Gazi Mustafa Kemal’in Yolu Bir Vicdan, Bir Ufuk, Bir Çağrıdır

Cumhuriyet Halk Partisi Eskişehir İl Başkanlığı tarafından 10 Kasım Atatürk'ü Anma Günü dolayısıyla bir tören düzenlendi.

Haber Giriş Tarihi: 10.11.2025 12:42
Haber Güncellenme Tarihi: 10.11.2025 12:42
www.porsukhaberajansi.com

Cumhuriyet Halk Partisi Eskişehir İl Başkanlığı tarafından 10 Kasım Atatürk'ü Anma Günü dolayısıyla bir tören düzenlendi.

Valilik Meydanı’na düzenlenen törene İl Başkanı Talat Yalaz, Eskişehir Büyükşehir Belediye Başkanı Ayşe Ünlüce, Odunpazarı Belediye Başkanı Kazım Kurt, Odunpazarı İlçe Başkanı Rahmi Çınar, Tepebaşı İlçe Başkanı Tevfik Yıldırım, İl ve İlçe Yöneticileri ile partililer katılım sağladı.

Atatürk Anıtı’na çelenk sunumu, saygı duruşu ve İstiklal Marşı'nın okunmasının ardından bir konuşma yapan İl Başkanı Talat Yalaz şu ifadeleri kullandı;

"Sayın protokol, kıymetli basın emekçileri, sevgili yol arkadaşlarım,

Bugün burada, Cumhuriyetimizin Kurucusu, Ulu Önderimiz, Ebedi Genel Başkanımız Gazi Mustafa Kemal Atatürk’ü; aramızdan ayrılışının 87. yıl dönümünde, şehrimizdeki manevi huzurunda saygı, minnet ve sonsuz özlemle anmak için bir aradayız.

Gazi Mustafa Kemal Atatürk yalnızca bir askeri deha değil, aynı zamanda aklın, bilimin ve halk egemenliğinin ışığında çağının çok ötesine geçmiş bir lider, bir devrimci ve bir aydınlanma meşalesidir.

Gazi, 19 Mayıs 1919’da henüz 38 yaşında Bandırma Vapuruyla Samsun’a çıktığında, yalnızca elinde bir silah değil, yüreğinde bir milletin onuru, bir ulusun kaderini değiştirecek irade vardı. O gün Samsun’da, sömürge zincirlerini kıracak, esaret altındaki bütün milletlere umut verecek bir yürüyüş başladı.

O irade, yedi düvele meydan okuyan; bağımsızlığı iliklerine kadar hisseden bir halkın iradesiydi.

O irade, “Ya istiklal ya ölüm!” diyerek yalnız Anadolu’yu değil, bütün mazlum milletleri ayağa kaldıran bir özgürlük manifestosuydu.

________

■ **Yönergeler**
a - Haber metninin "Haber Giriş Tarihi: 10.11.2025" sözcüklerini içeren yerden başlayan ve "partililer katılım sağladı." sözcüklerinden sonra biten bölümünü hiçbir değişiklik yapmadan aktarınız.
b - Haber metnine göre aşağıdaki soruları yanıtlayınız.
(i) Tören hangi meydanda düzenlenmiştir?
(ii) Anma, Atatürk'ün aramızdan ayrılışının kaçıncı yıl dönümünde yapılmıştır?
(iii) Gazi, Samsun'a hangi tarihte ve hangi vapurla çıkmıştır?
Kayıtların bu çalışmada hiçbir işlevi yoktur.

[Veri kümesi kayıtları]
________

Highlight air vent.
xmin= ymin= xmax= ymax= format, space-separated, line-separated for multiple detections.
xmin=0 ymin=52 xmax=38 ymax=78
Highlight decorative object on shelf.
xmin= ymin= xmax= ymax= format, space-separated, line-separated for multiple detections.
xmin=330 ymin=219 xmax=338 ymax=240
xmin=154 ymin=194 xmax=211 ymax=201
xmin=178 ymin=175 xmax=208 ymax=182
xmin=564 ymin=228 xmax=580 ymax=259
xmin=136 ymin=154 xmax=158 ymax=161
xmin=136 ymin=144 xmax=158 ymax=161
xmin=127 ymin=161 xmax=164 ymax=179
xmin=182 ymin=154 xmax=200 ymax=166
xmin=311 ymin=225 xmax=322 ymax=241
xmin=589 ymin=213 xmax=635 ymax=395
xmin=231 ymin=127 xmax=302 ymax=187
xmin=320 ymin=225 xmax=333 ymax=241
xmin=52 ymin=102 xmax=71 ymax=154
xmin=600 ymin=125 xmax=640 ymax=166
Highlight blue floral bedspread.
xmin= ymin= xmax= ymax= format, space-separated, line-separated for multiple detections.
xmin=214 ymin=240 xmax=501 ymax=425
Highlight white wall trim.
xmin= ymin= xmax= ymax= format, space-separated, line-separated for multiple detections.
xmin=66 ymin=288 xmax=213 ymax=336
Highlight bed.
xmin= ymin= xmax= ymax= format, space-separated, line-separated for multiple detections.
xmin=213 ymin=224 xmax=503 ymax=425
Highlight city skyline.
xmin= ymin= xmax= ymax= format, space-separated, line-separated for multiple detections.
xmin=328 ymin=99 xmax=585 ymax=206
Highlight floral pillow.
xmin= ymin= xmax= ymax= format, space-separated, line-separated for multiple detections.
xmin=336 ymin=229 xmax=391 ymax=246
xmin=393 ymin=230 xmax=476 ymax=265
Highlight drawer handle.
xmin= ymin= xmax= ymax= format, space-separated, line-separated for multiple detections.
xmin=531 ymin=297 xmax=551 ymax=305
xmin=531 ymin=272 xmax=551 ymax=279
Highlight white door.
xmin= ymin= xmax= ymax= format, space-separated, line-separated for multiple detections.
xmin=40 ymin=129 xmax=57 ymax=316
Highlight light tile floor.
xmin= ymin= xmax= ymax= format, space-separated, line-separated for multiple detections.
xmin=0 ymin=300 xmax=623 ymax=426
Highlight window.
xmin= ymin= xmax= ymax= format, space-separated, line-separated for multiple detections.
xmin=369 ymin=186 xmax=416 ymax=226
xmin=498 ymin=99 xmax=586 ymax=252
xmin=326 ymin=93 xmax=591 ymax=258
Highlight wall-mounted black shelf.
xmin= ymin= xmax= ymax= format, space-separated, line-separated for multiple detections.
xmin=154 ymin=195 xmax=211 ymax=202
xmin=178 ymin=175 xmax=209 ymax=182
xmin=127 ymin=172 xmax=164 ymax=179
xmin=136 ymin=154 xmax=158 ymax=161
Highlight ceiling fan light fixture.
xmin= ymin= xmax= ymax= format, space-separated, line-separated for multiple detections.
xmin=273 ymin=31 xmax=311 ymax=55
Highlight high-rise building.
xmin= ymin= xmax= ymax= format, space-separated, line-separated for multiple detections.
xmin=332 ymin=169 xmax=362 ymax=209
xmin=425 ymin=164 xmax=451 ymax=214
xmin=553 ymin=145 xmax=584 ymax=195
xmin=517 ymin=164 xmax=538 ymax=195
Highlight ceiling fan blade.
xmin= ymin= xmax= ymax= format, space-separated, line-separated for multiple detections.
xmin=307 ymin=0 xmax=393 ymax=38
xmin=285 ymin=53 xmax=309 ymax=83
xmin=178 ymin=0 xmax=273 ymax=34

________

■ **Sıralı Yanıtlar**
a -
Haber Giriş Tarihi: 10.11.2025 12:42
Haber Güncellenme Tarihi: 10.11.2025 12:42
www.porsukhaberajansi.com

Cumhuriyet Halk Partisi Eskişehir İl Başkanlığı tarafından 10 Kasım Atatürk'ü Anma Günü dolayısıyla bir tören düzenlendi.

Valilik Meydanı’na düzenlenen törene İl Başkanı Talat Yalaz, Eskişehir Büyükşehir Belediye Başkanı Ayşe Ünlüce, Odunpazarı Belediye Başkanı Kazım Kurt, Odunpazarı İlçe Başkanı Rahmi Çınar, Tepebaşı İlçe Başkanı Tevfik Yıldırım, İl ve İlçe Yöneticileri ile partililer katılım sağladı.

b -
(i) Valilik Meydanı'nda.
(ii) 87. yıl dönümünde.
(iii) 19 Mayıs 1919'da, Bandırma Vapuru ile.